** START Document text **
Tuesday, January 17, 2017

Many Mozart Myths: A pauper’s grave, labor screams, and more!

Happy 261st! Don’t worry, we’ll
still treat you like you’re 11.
Wolfgang Amadeus Mozart’s birthday is nearly upon us: On January 27, he’ll be turning 261 years old. ’Tis the season for listicles touting the miraculous powers of the Mozart Effect (which I’ve discussed here and, more recently, in the article I wrote for The Outline). Some website or publication might mention his rivalry with Salieri, or extol his otherworldly perfection. But The Telegraph got a head start and already published “Myleene Klass on the enduring appeal of Mozart” (Warning: Video autoplays), an article filled with so many myths and clichés that debunking them might take care of my Mozart quota for a while.
** END Document text **
# [Problem requirements]
From the post on Mozart myths, return word for word the passage starting at "Wolfgang Amadeus Mozart’s" and ending at "for a while.".
** START Dataset **
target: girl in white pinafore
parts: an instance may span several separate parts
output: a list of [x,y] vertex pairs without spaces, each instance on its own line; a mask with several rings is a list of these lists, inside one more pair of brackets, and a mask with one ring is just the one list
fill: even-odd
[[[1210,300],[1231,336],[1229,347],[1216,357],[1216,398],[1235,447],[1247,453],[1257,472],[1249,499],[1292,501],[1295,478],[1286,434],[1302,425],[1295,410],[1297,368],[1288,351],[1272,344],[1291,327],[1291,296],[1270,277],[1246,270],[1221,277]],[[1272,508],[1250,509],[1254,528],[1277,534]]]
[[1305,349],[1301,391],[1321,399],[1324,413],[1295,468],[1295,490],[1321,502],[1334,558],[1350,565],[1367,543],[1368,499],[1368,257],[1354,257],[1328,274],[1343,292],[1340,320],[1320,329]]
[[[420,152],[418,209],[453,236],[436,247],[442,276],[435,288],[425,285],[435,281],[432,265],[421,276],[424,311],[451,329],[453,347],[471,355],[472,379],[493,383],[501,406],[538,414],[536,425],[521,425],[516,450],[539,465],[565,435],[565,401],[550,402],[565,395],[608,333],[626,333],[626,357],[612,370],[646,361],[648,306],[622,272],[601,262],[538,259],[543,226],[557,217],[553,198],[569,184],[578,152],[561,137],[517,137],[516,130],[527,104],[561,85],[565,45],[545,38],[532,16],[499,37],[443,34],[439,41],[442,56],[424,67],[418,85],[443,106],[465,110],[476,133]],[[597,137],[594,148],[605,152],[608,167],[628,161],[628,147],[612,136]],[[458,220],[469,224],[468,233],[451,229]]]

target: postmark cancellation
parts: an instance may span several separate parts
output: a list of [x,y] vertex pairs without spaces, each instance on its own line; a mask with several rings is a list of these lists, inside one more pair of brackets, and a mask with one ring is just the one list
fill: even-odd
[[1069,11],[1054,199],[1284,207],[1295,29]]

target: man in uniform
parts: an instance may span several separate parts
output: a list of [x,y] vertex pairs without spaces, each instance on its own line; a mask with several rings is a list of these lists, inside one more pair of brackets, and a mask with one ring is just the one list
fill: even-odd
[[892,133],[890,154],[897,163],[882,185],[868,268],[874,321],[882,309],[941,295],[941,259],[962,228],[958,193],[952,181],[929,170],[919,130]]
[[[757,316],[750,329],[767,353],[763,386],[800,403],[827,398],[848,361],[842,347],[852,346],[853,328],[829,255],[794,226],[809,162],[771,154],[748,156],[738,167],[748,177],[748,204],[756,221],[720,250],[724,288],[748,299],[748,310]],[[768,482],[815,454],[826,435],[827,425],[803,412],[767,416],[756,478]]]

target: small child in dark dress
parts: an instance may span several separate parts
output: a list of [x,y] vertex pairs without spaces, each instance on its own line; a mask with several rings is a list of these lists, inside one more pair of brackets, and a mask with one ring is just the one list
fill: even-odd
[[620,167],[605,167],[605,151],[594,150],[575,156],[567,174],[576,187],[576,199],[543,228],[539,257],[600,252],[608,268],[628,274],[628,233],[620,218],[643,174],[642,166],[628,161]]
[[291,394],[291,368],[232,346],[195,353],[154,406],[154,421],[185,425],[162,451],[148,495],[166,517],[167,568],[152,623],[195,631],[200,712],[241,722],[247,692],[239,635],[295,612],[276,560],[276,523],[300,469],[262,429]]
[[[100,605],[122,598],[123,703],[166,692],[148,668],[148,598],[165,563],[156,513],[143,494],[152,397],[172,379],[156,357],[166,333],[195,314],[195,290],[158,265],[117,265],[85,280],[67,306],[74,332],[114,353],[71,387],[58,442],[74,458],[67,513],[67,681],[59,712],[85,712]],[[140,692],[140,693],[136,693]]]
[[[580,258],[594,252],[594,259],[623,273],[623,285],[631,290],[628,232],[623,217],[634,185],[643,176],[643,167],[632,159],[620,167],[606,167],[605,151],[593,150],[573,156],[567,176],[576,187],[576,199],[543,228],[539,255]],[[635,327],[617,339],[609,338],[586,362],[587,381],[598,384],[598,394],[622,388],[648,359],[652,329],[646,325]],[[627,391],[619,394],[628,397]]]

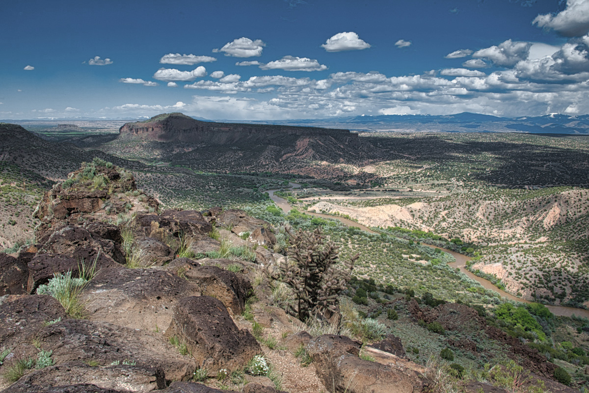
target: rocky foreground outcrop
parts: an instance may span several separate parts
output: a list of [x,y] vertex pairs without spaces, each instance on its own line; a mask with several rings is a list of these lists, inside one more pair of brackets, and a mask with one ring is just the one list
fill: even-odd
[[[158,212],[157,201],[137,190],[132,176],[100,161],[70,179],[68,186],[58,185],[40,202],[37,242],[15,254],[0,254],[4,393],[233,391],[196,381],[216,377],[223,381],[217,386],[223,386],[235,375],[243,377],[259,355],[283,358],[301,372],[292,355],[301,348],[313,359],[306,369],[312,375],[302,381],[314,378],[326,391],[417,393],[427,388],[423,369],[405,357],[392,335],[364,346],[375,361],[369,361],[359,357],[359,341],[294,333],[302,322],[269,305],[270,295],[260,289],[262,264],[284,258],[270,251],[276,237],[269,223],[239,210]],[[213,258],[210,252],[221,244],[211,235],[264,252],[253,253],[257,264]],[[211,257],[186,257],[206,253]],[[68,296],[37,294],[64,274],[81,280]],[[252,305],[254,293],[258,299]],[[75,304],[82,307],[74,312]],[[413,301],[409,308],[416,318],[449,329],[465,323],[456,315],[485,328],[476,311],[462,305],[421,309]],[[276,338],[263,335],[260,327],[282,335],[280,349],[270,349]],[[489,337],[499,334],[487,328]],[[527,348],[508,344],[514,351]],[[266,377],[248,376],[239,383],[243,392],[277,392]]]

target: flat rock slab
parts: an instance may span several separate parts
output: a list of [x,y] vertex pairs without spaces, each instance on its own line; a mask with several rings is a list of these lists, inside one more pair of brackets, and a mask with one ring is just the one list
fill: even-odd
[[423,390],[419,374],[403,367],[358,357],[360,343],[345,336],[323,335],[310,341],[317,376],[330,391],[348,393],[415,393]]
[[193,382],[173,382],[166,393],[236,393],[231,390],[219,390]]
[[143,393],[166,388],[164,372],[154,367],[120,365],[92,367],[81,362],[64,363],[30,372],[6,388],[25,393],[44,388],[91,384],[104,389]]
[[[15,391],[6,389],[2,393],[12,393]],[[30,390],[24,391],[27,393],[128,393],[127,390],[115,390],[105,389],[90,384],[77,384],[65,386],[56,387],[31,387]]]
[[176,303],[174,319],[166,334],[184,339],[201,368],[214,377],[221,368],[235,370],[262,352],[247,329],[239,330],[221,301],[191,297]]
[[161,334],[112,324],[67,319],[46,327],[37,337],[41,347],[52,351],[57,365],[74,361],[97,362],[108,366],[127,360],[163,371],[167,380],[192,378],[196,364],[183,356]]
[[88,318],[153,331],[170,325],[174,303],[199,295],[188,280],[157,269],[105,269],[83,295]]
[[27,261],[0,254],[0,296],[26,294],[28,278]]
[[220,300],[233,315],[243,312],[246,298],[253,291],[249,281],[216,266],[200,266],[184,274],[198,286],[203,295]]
** END Dataset **
# [Problem solution]
Wolfgang Amadeus Mozart’s birthday is nearly upon us: On January 27, he’ll be turning 261 years old. ’Tis the season for listicles touting the miraculous powers of the Mozart Effect (which I’ve discussed here and, more recently, in the article I wrote for The Outline). Some website or publication might mention his rivalry with Salieri, or extol his otherworldly perfection. But The Telegraph got a head start and already published “Myleene Klass on the enduring appeal of Mozart” (Warning: Video autoplays), an article filled with so many myths and clichés that debunking them might take care of my Mozart quota for a while.